**Work required**
Copy out only the lines of the data starting with the line that contains "Each instance of the white" and going on through the end of the data, keeping every line in place. Shift each coordinate value up by 80.

==== Supplied entries

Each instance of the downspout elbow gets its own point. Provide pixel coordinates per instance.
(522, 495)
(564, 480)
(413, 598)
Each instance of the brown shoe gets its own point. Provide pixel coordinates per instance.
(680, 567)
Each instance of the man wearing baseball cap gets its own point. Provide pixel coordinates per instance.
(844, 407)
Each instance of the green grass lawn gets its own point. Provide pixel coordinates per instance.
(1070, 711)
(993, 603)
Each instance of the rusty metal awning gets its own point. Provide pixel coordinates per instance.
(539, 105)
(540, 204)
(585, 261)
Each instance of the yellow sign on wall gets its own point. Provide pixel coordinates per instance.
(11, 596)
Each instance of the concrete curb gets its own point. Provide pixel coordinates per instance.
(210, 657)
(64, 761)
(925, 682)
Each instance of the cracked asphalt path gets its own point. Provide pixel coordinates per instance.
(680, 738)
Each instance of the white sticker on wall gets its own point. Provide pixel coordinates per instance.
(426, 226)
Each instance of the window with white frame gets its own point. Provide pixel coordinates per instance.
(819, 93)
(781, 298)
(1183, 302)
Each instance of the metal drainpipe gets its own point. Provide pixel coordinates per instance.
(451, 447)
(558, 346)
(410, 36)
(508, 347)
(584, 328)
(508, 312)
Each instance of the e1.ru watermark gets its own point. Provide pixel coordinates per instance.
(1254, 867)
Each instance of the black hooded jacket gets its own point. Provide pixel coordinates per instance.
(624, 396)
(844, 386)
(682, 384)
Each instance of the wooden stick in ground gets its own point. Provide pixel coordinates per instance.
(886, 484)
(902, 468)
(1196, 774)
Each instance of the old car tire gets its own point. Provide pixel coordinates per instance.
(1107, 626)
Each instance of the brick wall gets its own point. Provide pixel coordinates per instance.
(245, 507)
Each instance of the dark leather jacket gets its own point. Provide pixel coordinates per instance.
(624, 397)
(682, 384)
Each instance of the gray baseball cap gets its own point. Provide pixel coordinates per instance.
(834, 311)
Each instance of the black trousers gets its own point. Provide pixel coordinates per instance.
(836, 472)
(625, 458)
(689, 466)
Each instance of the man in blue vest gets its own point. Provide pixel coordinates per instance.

========

**Answer for this exercise**
Each instance of the white sticker on wall gets its own point. Provide pixel coordinates per instance.
(506, 306)
Each instance of the window with white frame gets its own point. Provide pixel coordinates per instance.
(899, 173)
(861, 378)
(1263, 382)
Each instance of the metal drainpipe gets its own point. Provide pixel coordinates per instance.
(531, 527)
(638, 426)
(490, 116)
(588, 427)
(664, 408)
(588, 392)
Each instance of the e1.ru watermark gets its own point. Provide pixel coordinates per instance.
(1334, 947)
Each instance of the black hooded jacket gets its own point. Provide pixel coordinates per instance.
(704, 476)
(924, 466)
(762, 464)
Each instance of the wooden stick in ground gets its own point. Provide pixel coordinates per instance.
(966, 564)
(982, 548)
(1276, 854)
Each instance of the old car tire gets its own point. Provide pixel coordinates per instance.
(1187, 706)
Each instance of the brick wall gets its own point. Provide pixel coordinates per instance.
(325, 587)
Each instance of the dark leather jacket gets its own point. Provide pixel coordinates per instance.
(704, 477)
(762, 464)
Each instance of the gray baseball cap gets its own point. Provide pixel coordinates per instance.
(914, 391)
Each instance of the black trousers gets its own point. Provide pixel coordinates per instance.
(916, 552)
(705, 538)
(769, 546)
Each instance of the man in blue vest gets its own point. Provide pixel coordinates per instance.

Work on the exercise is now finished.